Task statement –
Render the rows from the line with "target: menu photo board" to the line with "L 0 42 L 15" as a two-column CSV with the header instruction,response. Give one line per row, with the row's text under instruction and its answer under response, each in a single quoted field with line breaks changed to spaces.

Data entries –
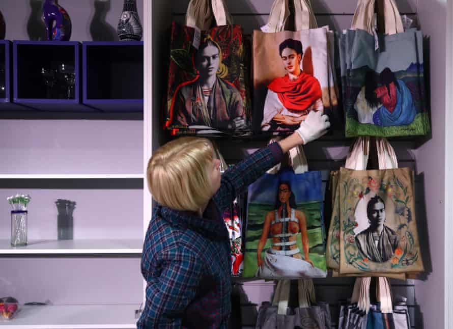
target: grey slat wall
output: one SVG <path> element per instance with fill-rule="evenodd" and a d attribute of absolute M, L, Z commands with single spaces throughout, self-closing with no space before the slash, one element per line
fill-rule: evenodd
<path fill-rule="evenodd" d="M 235 24 L 241 25 L 245 34 L 251 35 L 253 30 L 267 22 L 269 12 L 273 0 L 225 0 L 230 13 Z M 173 5 L 174 20 L 184 23 L 185 13 L 189 0 L 181 0 Z M 397 0 L 400 11 L 415 18 L 417 12 L 417 0 Z M 341 31 L 350 26 L 351 21 L 357 4 L 356 0 L 319 0 L 312 1 L 318 25 L 329 25 L 331 30 Z M 310 170 L 323 172 L 323 187 L 325 188 L 330 170 L 336 170 L 344 165 L 346 157 L 352 140 L 346 140 L 339 131 L 333 135 L 326 136 L 321 140 L 310 143 L 304 147 L 305 155 Z M 216 142 L 224 157 L 229 163 L 240 160 L 256 149 L 265 146 L 265 141 L 218 141 Z M 408 167 L 416 169 L 414 149 L 415 142 L 409 139 L 395 140 L 391 142 L 399 159 L 400 167 Z M 422 179 L 416 177 L 416 185 Z M 421 188 L 417 188 L 421 191 Z M 422 196 L 418 196 L 421 197 Z M 418 198 L 418 200 L 423 200 Z M 423 210 L 422 205 L 417 203 L 417 213 Z M 327 219 L 326 218 L 326 220 Z M 353 278 L 327 278 L 315 281 L 317 298 L 329 303 L 332 318 L 332 327 L 335 327 L 339 312 L 338 301 L 350 297 L 354 285 Z M 240 279 L 236 280 L 241 282 Z M 243 291 L 242 322 L 243 327 L 254 327 L 258 307 L 262 301 L 269 301 L 272 296 L 274 283 L 262 280 L 247 281 L 237 289 Z M 415 319 L 419 318 L 420 311 L 417 307 L 415 295 L 415 287 L 412 280 L 392 281 L 394 294 L 399 294 L 408 298 L 411 323 L 415 325 Z"/>

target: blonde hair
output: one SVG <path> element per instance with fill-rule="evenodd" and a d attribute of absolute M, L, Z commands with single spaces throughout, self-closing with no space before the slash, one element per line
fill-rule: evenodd
<path fill-rule="evenodd" d="M 183 137 L 161 147 L 147 169 L 153 197 L 172 209 L 199 212 L 212 197 L 209 165 L 213 158 L 212 144 L 204 138 Z"/>

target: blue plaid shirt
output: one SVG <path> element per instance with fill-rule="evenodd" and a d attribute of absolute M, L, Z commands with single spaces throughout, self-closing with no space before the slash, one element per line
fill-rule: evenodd
<path fill-rule="evenodd" d="M 229 169 L 203 217 L 154 207 L 143 246 L 146 303 L 138 328 L 228 327 L 231 250 L 221 214 L 282 155 L 273 143 Z"/>

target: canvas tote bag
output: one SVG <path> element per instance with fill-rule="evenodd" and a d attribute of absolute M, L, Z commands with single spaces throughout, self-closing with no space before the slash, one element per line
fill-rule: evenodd
<path fill-rule="evenodd" d="M 164 128 L 173 134 L 249 130 L 242 30 L 223 0 L 191 0 L 186 25 L 172 24 Z"/>
<path fill-rule="evenodd" d="M 285 31 L 289 0 L 275 0 L 268 23 L 253 35 L 254 131 L 288 134 L 310 111 L 337 105 L 333 33 L 318 28 L 309 2 L 294 0 L 296 31 Z M 264 31 L 264 32 L 263 32 Z"/>
<path fill-rule="evenodd" d="M 377 141 L 379 167 L 385 168 L 395 156 L 389 153 L 393 149 L 385 139 Z M 413 173 L 409 168 L 392 167 L 379 170 L 340 169 L 340 274 L 423 270 L 415 216 Z"/>
<path fill-rule="evenodd" d="M 301 147 L 289 153 L 292 170 L 277 166 L 249 186 L 243 277 L 326 276 L 321 173 L 306 171 Z"/>
<path fill-rule="evenodd" d="M 384 0 L 385 34 L 378 36 L 375 3 L 359 0 L 339 40 L 346 136 L 426 134 L 422 33 L 404 31 L 395 2 Z"/>
<path fill-rule="evenodd" d="M 351 146 L 346 159 L 346 168 L 354 170 L 364 170 L 366 168 L 370 152 L 370 138 L 362 137 L 357 139 Z M 398 160 L 394 151 L 391 146 L 384 139 L 377 141 L 380 151 L 378 152 L 379 166 L 380 169 L 398 168 Z M 338 181 L 340 175 L 338 172 L 331 173 L 331 188 L 333 197 L 332 212 L 331 216 L 330 225 L 327 237 L 326 249 L 326 258 L 327 267 L 333 270 L 333 276 L 355 277 L 360 275 L 372 276 L 386 276 L 394 279 L 405 280 L 406 275 L 404 273 L 342 273 L 338 272 L 340 263 L 340 199 L 338 193 Z M 353 191 L 353 194 L 359 192 Z"/>
<path fill-rule="evenodd" d="M 313 281 L 299 280 L 297 286 L 299 307 L 290 308 L 290 280 L 278 281 L 272 305 L 266 303 L 260 307 L 257 329 L 330 329 L 329 306 L 316 303 Z"/>

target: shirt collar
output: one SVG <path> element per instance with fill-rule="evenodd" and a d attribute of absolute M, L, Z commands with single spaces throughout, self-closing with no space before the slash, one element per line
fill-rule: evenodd
<path fill-rule="evenodd" d="M 175 227 L 190 229 L 211 239 L 229 238 L 223 218 L 212 199 L 208 203 L 203 217 L 194 211 L 176 210 L 158 203 L 154 212 L 156 217 Z"/>

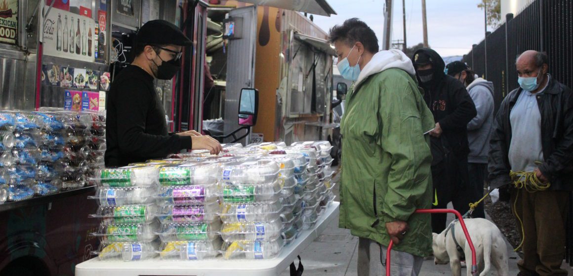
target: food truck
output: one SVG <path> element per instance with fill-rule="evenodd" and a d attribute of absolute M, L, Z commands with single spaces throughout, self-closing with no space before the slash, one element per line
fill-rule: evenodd
<path fill-rule="evenodd" d="M 256 137 L 320 139 L 331 119 L 333 51 L 326 33 L 300 12 L 334 11 L 324 0 L 244 2 L 0 0 L 0 109 L 64 110 L 104 123 L 106 94 L 132 60 L 135 34 L 162 19 L 194 42 L 184 49 L 181 71 L 156 80 L 171 131 L 201 129 L 209 56 L 210 73 L 225 73 L 215 74 L 214 86 L 223 133 L 238 127 L 240 91 L 251 87 L 260 91 L 265 118 L 253 126 Z M 101 142 L 104 133 L 91 127 Z M 99 242 L 89 234 L 98 222 L 88 218 L 97 204 L 87 199 L 94 194 L 87 175 L 72 188 L 0 202 L 0 275 L 73 275 L 91 258 Z"/>

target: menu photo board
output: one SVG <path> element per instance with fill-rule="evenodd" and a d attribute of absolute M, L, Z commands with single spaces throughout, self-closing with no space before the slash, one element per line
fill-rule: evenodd
<path fill-rule="evenodd" d="M 0 0 L 0 42 L 15 45 L 18 39 L 18 0 Z"/>
<path fill-rule="evenodd" d="M 133 0 L 117 0 L 116 2 L 117 3 L 117 13 L 131 17 L 134 17 L 135 14 Z"/>
<path fill-rule="evenodd" d="M 95 61 L 97 43 L 94 39 L 96 22 L 93 19 L 53 9 L 42 22 L 44 54 L 88 62 Z"/>

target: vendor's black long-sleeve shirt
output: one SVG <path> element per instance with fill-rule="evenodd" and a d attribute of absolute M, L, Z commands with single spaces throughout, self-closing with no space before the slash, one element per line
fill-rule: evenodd
<path fill-rule="evenodd" d="M 191 148 L 189 136 L 170 135 L 154 78 L 131 65 L 111 83 L 107 97 L 105 166 L 125 166 Z"/>

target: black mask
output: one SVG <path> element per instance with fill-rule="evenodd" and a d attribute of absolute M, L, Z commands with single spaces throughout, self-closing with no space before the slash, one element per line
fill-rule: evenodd
<path fill-rule="evenodd" d="M 157 66 L 157 73 L 156 78 L 159 79 L 171 79 L 173 78 L 173 77 L 177 74 L 177 72 L 181 69 L 181 62 L 179 61 L 165 61 L 159 55 L 157 55 L 157 57 L 161 59 L 162 63 L 161 65 L 158 65 L 155 63 L 155 61 L 153 59 L 153 63 Z"/>
<path fill-rule="evenodd" d="M 420 78 L 420 81 L 424 83 L 430 82 L 434 77 L 434 69 L 419 70 L 418 70 L 418 77 Z"/>

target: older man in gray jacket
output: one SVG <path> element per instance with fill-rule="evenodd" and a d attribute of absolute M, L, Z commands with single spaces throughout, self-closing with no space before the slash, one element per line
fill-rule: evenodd
<path fill-rule="evenodd" d="M 493 124 L 493 83 L 476 77 L 465 63 L 454 61 L 446 66 L 447 74 L 464 83 L 476 105 L 477 115 L 468 123 L 468 193 L 473 202 L 484 196 L 484 181 L 488 172 L 489 138 Z M 468 202 L 469 203 L 469 202 Z M 484 205 L 478 205 L 472 214 L 474 218 L 484 218 Z"/>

Finished task –
instruction,response
"target: menu photo board output: one SVG <path> element per instance with fill-rule=""evenodd"" and a d attribute of absolute M, L, Z commands with single spaces throughout, self-closing with no space before the slash, one element per line fill-rule: evenodd","<path fill-rule=""evenodd"" d=""M 0 0 L 0 42 L 15 45 L 18 39 L 18 0 Z""/>"